:: Set problem ::
Can you put the records below into a Markdown table with two columns, No. and Record Line, numbering each row and leaving out any blank lines?
>> start Records supplied
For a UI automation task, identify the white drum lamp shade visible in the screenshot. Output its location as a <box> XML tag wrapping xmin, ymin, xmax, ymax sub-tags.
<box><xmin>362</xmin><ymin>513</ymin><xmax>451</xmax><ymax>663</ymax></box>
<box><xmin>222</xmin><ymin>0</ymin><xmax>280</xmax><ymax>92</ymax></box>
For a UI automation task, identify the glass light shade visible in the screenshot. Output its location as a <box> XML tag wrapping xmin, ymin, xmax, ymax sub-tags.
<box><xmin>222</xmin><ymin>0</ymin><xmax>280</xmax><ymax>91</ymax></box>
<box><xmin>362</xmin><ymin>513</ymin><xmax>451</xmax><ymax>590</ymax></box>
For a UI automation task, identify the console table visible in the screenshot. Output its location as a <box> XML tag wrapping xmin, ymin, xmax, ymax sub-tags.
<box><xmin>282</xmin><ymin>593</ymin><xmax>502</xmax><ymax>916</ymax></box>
>> end Records supplied
:: Exercise answer ::
| No. | Record Line |
|---|---|
| 1 | For a UI automation task, identify the white drum lamp shade visible in the screenshot. Output its location as a <box> XML tag wrapping xmin, ymin, xmax, ymax sub-tags. |
| 2 | <box><xmin>362</xmin><ymin>513</ymin><xmax>451</xmax><ymax>663</ymax></box> |
| 3 | <box><xmin>222</xmin><ymin>0</ymin><xmax>280</xmax><ymax>92</ymax></box> |
| 4 | For a UI automation task, identify the glass light shade visible in the screenshot. Output its location as a <box> XML tag wrapping xmin, ymin, xmax, ymax sub-tags. |
| 5 | <box><xmin>222</xmin><ymin>0</ymin><xmax>280</xmax><ymax>91</ymax></box> |
| 6 | <box><xmin>362</xmin><ymin>513</ymin><xmax>451</xmax><ymax>590</ymax></box> |
| 7 | For a UI automation task, identify the console table visible in the screenshot. Output its location as a <box> XML tag wrapping xmin, ymin, xmax, ymax sub-tags. |
| 8 | <box><xmin>282</xmin><ymin>593</ymin><xmax>502</xmax><ymax>916</ymax></box> |